____ RECORD EXTRACTS

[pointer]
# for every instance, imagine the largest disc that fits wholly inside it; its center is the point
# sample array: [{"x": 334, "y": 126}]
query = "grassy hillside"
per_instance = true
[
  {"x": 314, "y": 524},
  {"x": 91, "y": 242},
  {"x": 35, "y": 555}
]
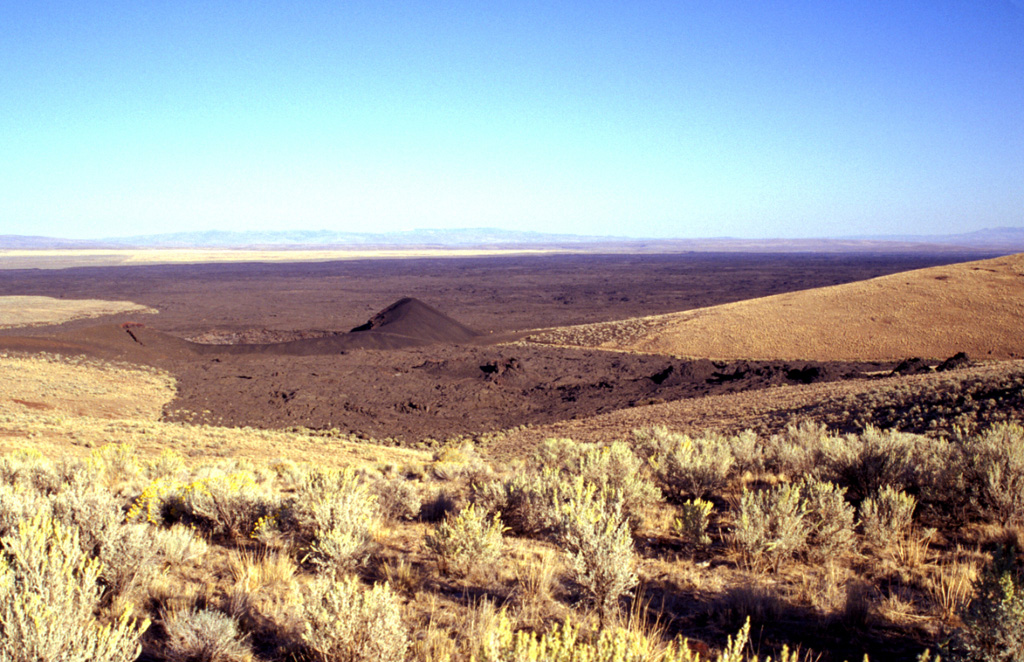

________

- _EXERCISE BRIEF_
In the copy, include no pictures; restate the listing above exactly.

- _ANSWER BOX_
[pointer]
# for every instance, imagine the largest disc that fits wholly inside it; its center is the point
# sample array: [{"x": 334, "y": 126}]
query = "grassy hillside"
per_instance = true
[
  {"x": 314, "y": 524},
  {"x": 91, "y": 242},
  {"x": 35, "y": 555}
]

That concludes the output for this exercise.